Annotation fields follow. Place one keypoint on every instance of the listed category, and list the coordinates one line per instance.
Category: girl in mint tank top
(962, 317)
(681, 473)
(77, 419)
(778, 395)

══════════

» **TASK REQUIREMENTS**
Take the entries above and write them out again unchanged.

» **RESULT FOR THIS TASK**
Annotation fields follow. Place one keypoint on every instance of the listed category, and list the coordinates one line per instance.
Category: girl in mint tank top
(962, 317)
(681, 473)
(77, 419)
(778, 395)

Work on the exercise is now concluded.